§ PROBLEM
How many of the lines below contain the string "leaf"? Reply with the number alone.

§ EXERCISE DATA
▽

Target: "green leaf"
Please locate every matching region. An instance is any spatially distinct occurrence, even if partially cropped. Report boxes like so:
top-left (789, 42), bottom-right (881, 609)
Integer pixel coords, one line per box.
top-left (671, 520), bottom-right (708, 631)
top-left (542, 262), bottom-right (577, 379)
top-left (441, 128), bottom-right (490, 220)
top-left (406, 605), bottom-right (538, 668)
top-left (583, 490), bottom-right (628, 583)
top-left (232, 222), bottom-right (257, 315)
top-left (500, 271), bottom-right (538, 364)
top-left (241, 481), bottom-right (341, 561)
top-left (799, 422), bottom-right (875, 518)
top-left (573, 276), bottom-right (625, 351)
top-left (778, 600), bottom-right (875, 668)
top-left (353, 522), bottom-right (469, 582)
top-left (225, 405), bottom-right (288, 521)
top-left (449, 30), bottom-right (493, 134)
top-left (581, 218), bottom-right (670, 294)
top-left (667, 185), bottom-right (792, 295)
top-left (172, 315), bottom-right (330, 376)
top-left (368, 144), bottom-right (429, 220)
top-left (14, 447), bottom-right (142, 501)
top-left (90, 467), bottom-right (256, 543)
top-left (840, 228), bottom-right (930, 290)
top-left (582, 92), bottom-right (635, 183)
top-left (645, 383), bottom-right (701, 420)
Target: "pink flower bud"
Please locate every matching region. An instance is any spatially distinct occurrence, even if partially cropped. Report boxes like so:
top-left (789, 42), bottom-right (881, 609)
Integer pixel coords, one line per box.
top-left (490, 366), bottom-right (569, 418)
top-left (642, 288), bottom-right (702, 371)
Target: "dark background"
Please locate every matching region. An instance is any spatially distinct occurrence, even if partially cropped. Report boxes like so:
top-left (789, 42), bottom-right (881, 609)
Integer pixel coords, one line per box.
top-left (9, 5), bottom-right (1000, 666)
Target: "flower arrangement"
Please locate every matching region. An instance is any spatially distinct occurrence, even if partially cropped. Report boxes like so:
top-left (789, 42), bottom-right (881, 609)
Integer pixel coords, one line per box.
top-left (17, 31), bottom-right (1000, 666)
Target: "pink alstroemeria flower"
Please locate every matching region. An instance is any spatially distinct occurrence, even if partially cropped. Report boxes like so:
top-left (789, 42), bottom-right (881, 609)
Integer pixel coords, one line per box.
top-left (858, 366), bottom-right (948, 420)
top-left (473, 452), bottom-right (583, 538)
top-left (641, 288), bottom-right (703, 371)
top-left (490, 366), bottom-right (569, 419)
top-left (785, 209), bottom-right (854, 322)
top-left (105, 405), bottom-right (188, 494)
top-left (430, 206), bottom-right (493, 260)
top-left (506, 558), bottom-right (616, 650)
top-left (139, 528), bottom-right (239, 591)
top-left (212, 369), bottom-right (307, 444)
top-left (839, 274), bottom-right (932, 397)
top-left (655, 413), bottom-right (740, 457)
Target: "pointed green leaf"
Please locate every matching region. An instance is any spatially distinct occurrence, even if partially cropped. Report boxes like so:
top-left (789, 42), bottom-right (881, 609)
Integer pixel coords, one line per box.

△

§ OUTPUT OF THE EXERCISE
2